• **SELECTED TEXT**
#####

PALM BEACH, March 16 — Everything seemed to sparkle at the Mar-a-Lago estate here on a recent afternoon. The sun glinted off the pool and the black Secret Service SUVs in the circular driveway. Palm trees rustled in a warm breeze, croquet balls clicked and a security guard stood at the entrance to Donald Trump’s private living quarters.
“You can always tell when the king is here,” Trump’s longtime butler here, Anthony Senecal, said of the master of the house and Republican presidential candidate.
The king was returning that day to his Versailles, a 118-room snowbird’s paradise that will become a winter White House if he is elected president. Mar-a-Lago is where Trump comes to escape, entertain and luxuriate in a Mediterranean-style manse, built 90 years ago by cereal heiress Marjorie Merriweather Post.
Few people here can anticipate Trump’s demands and desires better than Senecal, 74, who has worked at the property for nearly 60 years, and for Trump for nearly 30 of them.

#####

• **SUPPLIED INFORMATION**
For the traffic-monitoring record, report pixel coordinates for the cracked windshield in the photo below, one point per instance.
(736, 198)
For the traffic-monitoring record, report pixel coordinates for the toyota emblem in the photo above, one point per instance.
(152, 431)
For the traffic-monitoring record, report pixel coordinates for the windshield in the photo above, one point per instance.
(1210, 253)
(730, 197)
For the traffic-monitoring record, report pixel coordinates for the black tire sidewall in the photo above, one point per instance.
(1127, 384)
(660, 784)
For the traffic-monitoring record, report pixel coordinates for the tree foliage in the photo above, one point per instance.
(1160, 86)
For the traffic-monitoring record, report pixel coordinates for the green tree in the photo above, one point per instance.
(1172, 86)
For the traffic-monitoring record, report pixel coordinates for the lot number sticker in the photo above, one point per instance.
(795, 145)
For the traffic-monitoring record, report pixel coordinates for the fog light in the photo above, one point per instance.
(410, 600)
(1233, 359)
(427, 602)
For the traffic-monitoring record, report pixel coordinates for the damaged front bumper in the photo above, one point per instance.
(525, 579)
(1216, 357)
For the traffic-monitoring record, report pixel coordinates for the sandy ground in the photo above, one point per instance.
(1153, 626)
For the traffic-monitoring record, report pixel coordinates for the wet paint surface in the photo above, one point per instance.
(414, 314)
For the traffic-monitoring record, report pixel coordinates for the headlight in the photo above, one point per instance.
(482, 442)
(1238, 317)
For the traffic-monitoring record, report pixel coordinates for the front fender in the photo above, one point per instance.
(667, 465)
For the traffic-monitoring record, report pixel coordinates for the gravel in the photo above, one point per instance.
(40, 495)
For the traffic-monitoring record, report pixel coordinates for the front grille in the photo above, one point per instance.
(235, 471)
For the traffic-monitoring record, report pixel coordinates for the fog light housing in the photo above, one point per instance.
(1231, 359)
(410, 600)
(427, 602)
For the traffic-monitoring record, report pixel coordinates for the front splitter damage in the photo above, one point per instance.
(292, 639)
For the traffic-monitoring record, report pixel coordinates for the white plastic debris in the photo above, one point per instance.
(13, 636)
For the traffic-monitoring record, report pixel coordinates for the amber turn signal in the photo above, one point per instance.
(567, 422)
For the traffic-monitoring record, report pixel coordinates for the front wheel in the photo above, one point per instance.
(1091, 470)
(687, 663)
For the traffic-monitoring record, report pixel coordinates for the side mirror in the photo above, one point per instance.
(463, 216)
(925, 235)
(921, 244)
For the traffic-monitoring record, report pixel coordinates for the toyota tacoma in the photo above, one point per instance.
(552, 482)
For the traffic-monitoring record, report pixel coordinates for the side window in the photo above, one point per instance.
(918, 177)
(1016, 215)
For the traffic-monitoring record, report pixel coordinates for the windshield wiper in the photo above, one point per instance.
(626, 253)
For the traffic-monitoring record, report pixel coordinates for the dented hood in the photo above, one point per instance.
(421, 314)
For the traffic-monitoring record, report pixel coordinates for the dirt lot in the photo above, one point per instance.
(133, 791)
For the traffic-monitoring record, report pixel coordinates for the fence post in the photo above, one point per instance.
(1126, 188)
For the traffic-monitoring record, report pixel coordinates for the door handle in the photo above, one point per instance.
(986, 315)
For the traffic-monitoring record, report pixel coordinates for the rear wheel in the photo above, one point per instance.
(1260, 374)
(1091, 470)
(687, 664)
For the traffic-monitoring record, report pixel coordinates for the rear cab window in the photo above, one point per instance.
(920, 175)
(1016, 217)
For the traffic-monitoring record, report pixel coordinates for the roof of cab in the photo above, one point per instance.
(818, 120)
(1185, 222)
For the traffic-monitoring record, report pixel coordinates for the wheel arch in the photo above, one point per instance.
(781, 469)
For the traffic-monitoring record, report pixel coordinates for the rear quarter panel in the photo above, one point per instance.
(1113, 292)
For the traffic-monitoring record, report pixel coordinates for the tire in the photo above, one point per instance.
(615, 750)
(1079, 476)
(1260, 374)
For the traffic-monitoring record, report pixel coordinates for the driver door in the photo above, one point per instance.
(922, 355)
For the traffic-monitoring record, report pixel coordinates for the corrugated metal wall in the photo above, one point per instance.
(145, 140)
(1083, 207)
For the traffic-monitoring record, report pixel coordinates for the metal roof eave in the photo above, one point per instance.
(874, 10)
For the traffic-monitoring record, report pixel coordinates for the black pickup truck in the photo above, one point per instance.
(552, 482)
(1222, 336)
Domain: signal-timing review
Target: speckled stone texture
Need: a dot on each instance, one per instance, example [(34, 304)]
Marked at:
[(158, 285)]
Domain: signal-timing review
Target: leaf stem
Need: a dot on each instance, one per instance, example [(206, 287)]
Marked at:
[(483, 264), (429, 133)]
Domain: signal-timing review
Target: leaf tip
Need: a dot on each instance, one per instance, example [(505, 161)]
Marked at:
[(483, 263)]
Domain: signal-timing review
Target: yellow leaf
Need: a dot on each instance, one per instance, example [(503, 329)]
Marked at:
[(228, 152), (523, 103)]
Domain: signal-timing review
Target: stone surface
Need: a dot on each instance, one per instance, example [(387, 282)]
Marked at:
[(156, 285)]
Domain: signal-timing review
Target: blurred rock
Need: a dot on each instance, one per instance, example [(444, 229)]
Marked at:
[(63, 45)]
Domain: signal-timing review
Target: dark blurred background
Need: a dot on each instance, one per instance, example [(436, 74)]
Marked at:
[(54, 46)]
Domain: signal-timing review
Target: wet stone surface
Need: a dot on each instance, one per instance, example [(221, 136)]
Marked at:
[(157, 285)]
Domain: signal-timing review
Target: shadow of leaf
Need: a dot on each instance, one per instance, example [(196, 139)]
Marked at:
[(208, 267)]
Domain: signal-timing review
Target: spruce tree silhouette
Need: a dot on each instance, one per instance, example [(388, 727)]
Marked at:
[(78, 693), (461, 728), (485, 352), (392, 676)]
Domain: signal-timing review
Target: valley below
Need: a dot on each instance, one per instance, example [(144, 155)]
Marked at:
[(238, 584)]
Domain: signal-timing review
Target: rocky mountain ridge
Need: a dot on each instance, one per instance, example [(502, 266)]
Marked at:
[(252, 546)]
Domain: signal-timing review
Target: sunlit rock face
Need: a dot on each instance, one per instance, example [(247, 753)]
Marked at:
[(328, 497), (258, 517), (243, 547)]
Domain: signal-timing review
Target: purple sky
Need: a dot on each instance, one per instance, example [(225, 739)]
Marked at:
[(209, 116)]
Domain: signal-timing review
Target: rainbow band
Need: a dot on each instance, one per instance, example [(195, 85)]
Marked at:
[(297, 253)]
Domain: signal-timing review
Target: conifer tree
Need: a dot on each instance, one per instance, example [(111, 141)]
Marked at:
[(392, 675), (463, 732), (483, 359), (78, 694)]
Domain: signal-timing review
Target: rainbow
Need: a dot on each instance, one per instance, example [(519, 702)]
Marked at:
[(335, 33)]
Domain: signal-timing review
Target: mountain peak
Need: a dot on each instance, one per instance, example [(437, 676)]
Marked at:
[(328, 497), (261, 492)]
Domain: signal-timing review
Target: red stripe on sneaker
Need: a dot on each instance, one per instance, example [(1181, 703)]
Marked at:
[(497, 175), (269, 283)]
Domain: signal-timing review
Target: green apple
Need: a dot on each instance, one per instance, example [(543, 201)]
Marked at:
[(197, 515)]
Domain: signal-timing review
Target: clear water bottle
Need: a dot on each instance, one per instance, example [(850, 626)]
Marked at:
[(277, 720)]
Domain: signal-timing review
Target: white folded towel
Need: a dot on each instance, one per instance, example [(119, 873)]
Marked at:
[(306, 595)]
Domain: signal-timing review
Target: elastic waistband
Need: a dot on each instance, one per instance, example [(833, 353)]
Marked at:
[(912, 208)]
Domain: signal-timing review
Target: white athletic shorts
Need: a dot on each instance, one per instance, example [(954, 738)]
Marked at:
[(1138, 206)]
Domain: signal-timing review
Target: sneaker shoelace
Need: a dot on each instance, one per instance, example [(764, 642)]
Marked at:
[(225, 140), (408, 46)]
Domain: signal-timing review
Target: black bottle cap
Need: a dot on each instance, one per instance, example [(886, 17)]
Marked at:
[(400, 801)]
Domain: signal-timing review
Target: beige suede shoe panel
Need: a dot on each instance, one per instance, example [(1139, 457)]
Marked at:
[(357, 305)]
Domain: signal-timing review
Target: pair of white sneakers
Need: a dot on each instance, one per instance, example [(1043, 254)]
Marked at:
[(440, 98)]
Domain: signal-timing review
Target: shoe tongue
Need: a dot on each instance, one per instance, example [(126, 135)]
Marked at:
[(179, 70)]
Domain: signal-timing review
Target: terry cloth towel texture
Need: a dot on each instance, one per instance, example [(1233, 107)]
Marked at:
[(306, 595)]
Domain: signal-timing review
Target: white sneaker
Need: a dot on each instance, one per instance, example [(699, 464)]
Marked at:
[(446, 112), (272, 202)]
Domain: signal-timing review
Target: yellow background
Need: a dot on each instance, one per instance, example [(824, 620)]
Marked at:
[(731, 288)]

#####

• **YOUR TASKS**
A. Do these statements agree with the Mar-a-Lago article? For each, answer yes or no and quote the deciding words: (i) Senecal has worked at the property for nearly 60 years. (ii) Donald Trump built Mar-a-Lago 90 years ago. (iii) Mar-a-Lago has 118 rooms.
B. Pick up the Mar-a-Lago article after its final sentence and continue writing it.
The material has no connection to the Mar-a-Lago article.

• **TASK-BY-TASK ANSWERS**
A.
(i) Yes: "who has worked at the property for nearly 60 years"
(ii) No: "built 90 years ago by cereal heiress Marjorie Merriweather Post"
(iii) Yes: "a 118-room snowbird’s paradise"

B.
He understands Trump’s sleeping patterns and how he likes his steak (“It would rock on the plate, it was so well done”), and how Trump insists — despite the hair salon on the premises — on doing his own hair.
Senecal knows how to stroke his ego and lift his spirits, like the time years ago he received an urgent warning from Trump’s soon-to-land plane that the mogul was in a sour mood. Senecal quickly hired a bugler to play Hail to the Chief as Trump stepped out of his limousine to enter Mar-a-Lago.
Most days, though, he greeted Trump with little fanfare, taking the suit he arrived in to be pressed in the full-service laundry in the basement.
A portrait of Donald Trump hangs in the bar at the Mar-a-Lago estate in Palm Beach, Florida, March 16, 2016. — Picture by Eric Thayer/The New York Times
The next morning, before dawn and after about four hours’ sleep, Trump would meet him at the arched entrance of his private quarters to accept a bundle of newspapers including The New York Times, The Daily News, The New York Post and the Palm Beach papers. Trump would emerge hours later, in khakis, a white golf shirt and baseball cap. If the cap was white, the staff noticed, the boss was in a good mood. If it was red, it was best to stay away.
On Sundays, Trump would drive himself to his nearby golf course, alternating each year between his black Bentley and his white Bentley.
Senecal tried to retire in 2009, but Trump decided he was irreplaceable, so while Senecal was relieved of his butler duties, he has been kept around as a kind of unofficial historian at Mar-a-Lago. “Tony, to retire is to expire,” Trump told him. “I’ll see you next season.”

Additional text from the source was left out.